PROBLEM TO SOLVE: Show every line of the material below that contains the string "opening". The match is case-sensitive.

*** EXERCISE MATERIALS

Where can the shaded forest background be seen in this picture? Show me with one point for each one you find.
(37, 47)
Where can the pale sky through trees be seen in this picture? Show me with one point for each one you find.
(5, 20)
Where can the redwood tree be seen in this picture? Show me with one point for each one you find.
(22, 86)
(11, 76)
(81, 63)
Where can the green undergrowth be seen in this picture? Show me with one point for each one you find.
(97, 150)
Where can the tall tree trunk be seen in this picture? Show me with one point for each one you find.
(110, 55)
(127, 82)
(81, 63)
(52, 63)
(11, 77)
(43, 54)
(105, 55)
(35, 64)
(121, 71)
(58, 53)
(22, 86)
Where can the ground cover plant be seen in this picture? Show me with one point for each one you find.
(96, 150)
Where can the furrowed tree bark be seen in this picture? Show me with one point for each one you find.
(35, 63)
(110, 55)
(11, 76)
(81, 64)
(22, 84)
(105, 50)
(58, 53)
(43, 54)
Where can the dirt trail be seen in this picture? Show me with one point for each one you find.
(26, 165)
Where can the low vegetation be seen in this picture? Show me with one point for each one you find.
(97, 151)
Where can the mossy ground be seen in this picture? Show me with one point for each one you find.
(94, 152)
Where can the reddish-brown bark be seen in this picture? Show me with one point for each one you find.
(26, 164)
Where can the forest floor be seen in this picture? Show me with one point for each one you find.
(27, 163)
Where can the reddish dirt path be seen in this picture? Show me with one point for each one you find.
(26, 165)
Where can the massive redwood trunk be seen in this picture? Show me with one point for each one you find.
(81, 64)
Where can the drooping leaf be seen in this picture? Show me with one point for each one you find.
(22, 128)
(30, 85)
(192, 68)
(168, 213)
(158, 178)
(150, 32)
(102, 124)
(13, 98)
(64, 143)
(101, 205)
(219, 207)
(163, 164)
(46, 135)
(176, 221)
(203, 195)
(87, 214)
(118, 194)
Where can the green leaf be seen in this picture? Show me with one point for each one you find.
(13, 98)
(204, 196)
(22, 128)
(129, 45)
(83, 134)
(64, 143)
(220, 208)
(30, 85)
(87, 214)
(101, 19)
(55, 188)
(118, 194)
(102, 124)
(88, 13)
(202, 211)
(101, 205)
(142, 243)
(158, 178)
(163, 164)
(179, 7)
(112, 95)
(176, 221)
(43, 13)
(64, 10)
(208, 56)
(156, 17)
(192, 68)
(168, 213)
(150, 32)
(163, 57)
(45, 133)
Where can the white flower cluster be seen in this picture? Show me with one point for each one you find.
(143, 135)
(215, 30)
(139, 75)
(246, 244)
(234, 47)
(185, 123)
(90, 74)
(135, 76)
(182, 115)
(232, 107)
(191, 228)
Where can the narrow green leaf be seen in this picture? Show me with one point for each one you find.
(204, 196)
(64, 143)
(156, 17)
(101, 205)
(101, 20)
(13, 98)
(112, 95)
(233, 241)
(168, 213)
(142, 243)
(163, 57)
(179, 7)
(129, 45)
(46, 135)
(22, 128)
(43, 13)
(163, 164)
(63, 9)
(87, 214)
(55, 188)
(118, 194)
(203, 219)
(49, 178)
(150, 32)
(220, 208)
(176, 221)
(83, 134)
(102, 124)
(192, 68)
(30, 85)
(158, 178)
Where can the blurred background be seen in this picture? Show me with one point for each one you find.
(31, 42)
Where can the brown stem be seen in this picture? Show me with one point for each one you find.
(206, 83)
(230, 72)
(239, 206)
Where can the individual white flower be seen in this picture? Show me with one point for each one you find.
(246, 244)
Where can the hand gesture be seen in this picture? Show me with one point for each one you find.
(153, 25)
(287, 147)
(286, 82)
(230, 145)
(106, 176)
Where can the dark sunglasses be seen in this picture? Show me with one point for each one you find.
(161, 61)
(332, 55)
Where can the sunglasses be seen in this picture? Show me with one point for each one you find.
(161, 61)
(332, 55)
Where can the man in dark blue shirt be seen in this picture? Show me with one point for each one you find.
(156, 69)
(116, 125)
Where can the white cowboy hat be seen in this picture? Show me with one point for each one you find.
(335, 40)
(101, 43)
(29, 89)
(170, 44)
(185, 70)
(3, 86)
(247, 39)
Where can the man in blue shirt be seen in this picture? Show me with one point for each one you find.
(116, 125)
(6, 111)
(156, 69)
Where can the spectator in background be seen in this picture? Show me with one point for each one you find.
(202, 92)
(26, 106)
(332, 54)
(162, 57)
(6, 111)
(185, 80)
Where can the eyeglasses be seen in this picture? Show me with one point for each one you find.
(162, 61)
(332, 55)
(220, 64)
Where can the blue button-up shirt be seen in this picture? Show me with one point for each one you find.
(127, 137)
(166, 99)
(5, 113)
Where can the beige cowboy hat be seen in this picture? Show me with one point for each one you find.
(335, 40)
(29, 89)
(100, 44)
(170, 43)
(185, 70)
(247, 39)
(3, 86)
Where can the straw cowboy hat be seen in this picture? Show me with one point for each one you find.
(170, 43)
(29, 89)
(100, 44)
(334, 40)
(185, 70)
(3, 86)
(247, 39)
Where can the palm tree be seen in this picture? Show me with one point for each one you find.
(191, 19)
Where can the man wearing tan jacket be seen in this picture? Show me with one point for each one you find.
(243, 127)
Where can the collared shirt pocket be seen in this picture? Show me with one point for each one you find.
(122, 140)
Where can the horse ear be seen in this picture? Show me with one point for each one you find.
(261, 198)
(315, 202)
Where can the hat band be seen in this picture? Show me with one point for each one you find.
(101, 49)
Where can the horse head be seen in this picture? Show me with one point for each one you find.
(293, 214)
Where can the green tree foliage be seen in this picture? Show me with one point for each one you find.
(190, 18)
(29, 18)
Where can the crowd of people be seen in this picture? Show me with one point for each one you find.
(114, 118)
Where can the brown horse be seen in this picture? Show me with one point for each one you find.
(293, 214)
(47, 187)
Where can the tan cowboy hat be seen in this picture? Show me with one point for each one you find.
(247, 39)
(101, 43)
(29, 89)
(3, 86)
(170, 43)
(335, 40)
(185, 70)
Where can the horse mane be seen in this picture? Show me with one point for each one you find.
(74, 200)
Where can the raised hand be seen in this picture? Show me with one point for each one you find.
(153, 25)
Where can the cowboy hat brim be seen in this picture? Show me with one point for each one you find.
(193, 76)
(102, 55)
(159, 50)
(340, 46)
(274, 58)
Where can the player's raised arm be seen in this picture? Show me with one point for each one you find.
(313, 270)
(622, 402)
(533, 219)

******
*** EXERCISE MATERIALS

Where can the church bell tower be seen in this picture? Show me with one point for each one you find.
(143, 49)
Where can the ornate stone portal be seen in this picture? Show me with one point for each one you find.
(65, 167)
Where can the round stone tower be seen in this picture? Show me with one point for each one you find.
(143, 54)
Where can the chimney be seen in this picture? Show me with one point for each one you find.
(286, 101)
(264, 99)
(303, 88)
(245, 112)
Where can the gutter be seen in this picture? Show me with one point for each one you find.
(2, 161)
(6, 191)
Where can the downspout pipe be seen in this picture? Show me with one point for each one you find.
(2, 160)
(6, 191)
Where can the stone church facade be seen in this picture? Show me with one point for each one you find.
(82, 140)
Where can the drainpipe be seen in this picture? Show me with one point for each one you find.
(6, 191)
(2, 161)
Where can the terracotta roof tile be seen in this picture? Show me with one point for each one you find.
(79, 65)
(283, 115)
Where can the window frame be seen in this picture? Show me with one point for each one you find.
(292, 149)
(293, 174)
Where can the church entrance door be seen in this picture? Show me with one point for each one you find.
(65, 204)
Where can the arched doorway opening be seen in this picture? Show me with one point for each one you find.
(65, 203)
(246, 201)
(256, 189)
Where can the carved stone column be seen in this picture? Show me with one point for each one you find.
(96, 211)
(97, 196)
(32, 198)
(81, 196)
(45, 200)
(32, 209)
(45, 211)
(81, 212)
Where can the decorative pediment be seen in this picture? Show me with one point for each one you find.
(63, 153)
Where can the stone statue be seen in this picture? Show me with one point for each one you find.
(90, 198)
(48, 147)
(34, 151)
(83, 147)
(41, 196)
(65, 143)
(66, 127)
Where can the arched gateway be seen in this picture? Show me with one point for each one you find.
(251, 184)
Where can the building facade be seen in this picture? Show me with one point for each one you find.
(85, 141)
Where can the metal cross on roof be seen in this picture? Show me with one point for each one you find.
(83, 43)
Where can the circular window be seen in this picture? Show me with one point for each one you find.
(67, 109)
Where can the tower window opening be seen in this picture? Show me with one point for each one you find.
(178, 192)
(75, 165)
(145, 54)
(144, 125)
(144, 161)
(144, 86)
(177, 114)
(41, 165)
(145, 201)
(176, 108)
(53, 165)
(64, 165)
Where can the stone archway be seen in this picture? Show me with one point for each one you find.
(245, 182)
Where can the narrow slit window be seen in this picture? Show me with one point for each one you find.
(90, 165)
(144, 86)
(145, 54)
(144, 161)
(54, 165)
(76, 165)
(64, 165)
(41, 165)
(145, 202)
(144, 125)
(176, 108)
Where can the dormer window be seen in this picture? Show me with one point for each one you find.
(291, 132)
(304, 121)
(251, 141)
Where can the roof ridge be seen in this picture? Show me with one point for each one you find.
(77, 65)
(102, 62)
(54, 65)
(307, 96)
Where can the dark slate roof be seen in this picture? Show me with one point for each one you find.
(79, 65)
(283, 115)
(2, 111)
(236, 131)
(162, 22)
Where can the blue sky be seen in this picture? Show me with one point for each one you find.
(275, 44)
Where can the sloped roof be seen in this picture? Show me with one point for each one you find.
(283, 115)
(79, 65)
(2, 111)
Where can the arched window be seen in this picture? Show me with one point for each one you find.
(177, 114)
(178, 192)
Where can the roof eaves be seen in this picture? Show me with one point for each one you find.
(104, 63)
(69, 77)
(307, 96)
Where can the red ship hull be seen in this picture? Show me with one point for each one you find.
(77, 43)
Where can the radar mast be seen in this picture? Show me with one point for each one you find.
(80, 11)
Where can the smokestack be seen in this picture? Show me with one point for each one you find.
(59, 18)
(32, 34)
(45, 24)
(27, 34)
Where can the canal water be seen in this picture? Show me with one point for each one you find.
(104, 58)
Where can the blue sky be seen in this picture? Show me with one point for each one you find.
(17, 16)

******

ANSWER TO THE TASK:
Where can the arched doorway opening be seen in this picture? Show me with one point for each one you find.
Where can the tower window opening be seen in this picture? Show me with one point for each one you find.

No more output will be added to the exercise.